## Exercise tasks:
A - In the piece on investor behavior, rewrite the part from "The biggest downside" to "realistic lower value.", changing "portfolio" to "investments".
B - According to the piece on investor behavior, what share of Swedish drivers in the 1981 study rated themselves as above average?
C - List every historical example of irrational investor behavior named in the opening sentence of the piece on investor behavior.

## Source document:
------
Whether it's the Dutch tulip craze of the 17th century, the dot-com mania of the late 1990s, the infrastructure craze before the GFC, or the latest post-pandemic bull run, there's no shortage of examples of investors behaving irrationally.
These emotion-driven bubbles constantly remind us that our human weaknesses limit our ability to think clearly. Investors are too willing to extrapolate recent trends far into the future, too confident in their abilities, and too quick (or not quick enough) to react to new information. These tendencies often lead investors to make decisions that run counter to their own best interests.
The biggest downside risk to the investor is themselves.
While high inflation, market crashes, and pandemics can all create short-term disruptions to the progress of your portfolio, permanent damage tends to occur when we make poor investment decisions. Such decisions tend to occur when we allow our emotions to govern our actions.
Overconfidence, optimism, and a belief that recent high returns can be replicated in the future. This can lead to investors over-paying for an asset and never achieving a return as optimism evaporates and the price reverts to a more realistic lower value.
Fear occurs when investors sell holdings following a crash. By doing so, they realize losses that would otherwise have been erased in a subsequent recovery.
Combatting these emotional pressures requires a strong investment process and the ability to think independently. Please read My biggest investment goof-ups.
Mistake 1: You are reading too much into the recent past.
When faced with lots of information, most people come up with easy rules of thumb to help them cope. While useful in some situations, these shortcuts can lead to biases that cause investors to make bad decisions. One example is "extrapolation bias," the overreliance on the past to assess the future.
Instead of doing all the necessary and possibly tedious homework in researching a potential investment, investors instead "anchor" their expectations for the future in the recent past.
The problem is that yesterday doesn't always tell you what tomorrow will bring. At the recent market crash, so many ended up suffering huge losses because the intrinsic value of the stock was never considered. It was just assumed that the good times would continue.
The past is no guarantee of future performance. Please read 4 strategies to combat market impulses.
Mistake 2: You think you are smarter than the rest.
In a 1981 study asking Swedish drivers to assess their own driving abilities, 90% rated themselves as above average. Statistically speaking, that's just not possible. But most of us are just like the Swedes: We think we're more capable and smarter than we really are.
As an investor, you should check your excessive optimism at the door. You might believe you're more likely than the next guy to spot the next multibagger, but the odds are you're not.
According to several studies, overconfident investors trade more rapidly because they think they know more than the person on the other side of the trade. And all that trading can be hazardous to your wealth, as University of California, Berkeley professors Brad Barber and Terrance Odean put it in their 2000 study of investor trading behavior.
The study looked at approximately 66,000 households using a discount broker between 1991 and 1996 and found that individuals who trade frequently (with monthly turnover above 8.8%) earned a net annualized return of 11.4% over that time, while inactive accounts netted 18.5%. Investors who traded most often paid the most in brokerage commissions, taking a huge bite out of returns.
------
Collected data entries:

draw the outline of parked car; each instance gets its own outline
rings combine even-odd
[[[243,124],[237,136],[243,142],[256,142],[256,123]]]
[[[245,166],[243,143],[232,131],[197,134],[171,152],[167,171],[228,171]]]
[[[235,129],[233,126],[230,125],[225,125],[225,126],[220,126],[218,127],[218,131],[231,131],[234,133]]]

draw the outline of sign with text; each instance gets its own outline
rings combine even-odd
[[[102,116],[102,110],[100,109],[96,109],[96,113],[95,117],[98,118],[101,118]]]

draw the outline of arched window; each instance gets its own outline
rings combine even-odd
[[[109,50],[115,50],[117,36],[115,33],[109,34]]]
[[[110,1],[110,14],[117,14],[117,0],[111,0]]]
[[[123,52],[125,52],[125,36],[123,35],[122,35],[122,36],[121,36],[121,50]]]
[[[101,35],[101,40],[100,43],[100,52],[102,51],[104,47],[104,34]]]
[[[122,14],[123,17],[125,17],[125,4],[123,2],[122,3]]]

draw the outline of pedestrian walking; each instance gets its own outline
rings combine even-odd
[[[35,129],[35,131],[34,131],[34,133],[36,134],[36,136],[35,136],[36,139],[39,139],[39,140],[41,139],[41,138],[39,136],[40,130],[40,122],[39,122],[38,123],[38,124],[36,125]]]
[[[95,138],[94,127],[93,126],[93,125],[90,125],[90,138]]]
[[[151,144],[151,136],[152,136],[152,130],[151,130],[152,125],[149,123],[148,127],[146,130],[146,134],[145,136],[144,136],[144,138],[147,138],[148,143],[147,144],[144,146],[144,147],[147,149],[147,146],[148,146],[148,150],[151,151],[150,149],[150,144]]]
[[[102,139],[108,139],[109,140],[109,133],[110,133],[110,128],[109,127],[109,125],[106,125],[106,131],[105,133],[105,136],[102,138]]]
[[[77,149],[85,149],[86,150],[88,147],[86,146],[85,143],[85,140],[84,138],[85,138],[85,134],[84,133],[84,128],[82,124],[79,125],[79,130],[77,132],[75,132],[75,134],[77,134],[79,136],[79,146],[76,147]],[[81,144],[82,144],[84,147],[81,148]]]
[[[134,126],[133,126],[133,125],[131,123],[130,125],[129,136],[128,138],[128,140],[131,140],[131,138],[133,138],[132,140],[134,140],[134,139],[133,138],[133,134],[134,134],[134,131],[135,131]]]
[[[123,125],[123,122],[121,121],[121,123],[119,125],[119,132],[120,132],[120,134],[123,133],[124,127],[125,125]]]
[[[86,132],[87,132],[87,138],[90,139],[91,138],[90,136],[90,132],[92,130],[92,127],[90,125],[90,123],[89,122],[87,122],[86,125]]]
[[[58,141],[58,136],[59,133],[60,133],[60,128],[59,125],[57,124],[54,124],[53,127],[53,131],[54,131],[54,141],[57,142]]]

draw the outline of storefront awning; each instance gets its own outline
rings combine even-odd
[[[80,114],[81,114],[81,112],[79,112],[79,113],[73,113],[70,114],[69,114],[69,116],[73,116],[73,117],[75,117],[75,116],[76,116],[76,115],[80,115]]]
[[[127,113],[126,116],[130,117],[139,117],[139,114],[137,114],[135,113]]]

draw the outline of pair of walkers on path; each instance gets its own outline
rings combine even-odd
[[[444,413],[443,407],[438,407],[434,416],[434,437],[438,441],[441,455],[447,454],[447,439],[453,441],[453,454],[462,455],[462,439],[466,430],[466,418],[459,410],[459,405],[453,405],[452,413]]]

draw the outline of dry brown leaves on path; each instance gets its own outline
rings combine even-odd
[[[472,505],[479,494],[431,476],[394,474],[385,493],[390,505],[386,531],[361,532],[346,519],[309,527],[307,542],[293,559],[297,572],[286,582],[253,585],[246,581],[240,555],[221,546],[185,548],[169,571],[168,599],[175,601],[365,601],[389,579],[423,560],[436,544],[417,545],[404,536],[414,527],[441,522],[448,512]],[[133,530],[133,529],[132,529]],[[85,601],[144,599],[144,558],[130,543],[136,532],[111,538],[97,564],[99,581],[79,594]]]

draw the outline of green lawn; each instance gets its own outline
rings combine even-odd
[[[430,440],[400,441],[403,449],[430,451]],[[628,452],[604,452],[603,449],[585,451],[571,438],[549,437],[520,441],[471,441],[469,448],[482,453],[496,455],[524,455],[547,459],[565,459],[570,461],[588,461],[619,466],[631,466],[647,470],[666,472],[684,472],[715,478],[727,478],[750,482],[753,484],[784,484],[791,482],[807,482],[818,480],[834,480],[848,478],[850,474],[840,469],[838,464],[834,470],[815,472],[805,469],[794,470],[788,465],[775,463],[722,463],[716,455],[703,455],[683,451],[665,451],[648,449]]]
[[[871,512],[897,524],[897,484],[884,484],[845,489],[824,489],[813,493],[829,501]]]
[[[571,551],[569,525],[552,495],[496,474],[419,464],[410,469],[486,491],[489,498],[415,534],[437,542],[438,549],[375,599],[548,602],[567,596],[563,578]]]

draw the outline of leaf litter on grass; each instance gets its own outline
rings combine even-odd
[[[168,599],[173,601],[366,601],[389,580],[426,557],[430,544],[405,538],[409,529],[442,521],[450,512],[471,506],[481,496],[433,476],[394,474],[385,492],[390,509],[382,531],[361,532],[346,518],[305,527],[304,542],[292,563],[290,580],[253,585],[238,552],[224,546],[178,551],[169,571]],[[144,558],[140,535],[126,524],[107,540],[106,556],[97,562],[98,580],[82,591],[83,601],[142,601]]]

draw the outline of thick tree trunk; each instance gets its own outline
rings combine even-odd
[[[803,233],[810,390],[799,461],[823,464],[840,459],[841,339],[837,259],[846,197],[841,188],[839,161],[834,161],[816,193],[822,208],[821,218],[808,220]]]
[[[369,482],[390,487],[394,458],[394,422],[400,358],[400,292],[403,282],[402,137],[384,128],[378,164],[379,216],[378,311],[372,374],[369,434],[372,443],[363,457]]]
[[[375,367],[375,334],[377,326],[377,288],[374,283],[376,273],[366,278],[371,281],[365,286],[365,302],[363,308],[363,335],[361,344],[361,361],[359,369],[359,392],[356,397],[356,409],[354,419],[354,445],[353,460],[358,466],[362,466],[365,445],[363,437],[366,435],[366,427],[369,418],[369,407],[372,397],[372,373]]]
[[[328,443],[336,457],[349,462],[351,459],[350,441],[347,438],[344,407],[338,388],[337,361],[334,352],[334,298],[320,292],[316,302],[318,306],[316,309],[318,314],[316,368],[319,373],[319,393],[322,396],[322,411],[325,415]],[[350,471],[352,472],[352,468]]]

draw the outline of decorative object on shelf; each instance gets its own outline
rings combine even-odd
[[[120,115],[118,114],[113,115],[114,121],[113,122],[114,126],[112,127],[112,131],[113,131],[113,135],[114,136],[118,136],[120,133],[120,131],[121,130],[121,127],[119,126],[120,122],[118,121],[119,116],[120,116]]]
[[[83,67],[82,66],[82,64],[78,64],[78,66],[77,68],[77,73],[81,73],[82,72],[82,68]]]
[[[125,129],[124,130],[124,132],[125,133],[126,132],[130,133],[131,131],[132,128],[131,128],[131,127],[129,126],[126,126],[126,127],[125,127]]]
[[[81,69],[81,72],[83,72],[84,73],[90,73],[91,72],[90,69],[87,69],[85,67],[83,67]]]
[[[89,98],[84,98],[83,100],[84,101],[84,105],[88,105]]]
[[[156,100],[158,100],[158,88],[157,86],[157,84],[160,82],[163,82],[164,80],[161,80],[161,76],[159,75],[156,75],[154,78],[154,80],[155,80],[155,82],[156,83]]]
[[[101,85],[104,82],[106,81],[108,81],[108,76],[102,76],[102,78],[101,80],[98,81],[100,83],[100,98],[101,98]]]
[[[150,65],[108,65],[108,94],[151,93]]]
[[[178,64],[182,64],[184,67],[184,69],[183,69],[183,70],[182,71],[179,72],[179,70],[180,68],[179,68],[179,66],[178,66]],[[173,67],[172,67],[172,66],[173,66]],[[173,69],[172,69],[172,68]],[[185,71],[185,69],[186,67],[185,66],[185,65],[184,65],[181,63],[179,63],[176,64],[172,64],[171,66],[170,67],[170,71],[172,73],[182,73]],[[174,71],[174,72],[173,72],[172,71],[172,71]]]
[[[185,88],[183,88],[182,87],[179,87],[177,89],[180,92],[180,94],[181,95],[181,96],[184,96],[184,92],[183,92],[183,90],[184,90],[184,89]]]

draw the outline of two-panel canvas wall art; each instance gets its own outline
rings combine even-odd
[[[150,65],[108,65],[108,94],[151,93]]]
------
## Answers by item:
A -
The biggest downside risk to the investor is themselves.
While high inflation, market crashes, and pandemics can all create short-term disruptions to the progress of your investments, permanent damage tends to occur when we make poor investment decisions. Such decisions tend to occur when we allow our emotions to govern our actions.
Overconfidence, optimism, and a belief that recent high returns can be replicated in the future. This can lead to investors over-paying for an asset and never achieving a return as optimism evaporates and the price reverts to a more realistic lower value.

B - 90%

C -
- The Dutch tulip craze of the 17th century
- The dot-com mania of the late 1990s
- The infrastructure craze before the GFC
- The latest post-pandemic bull run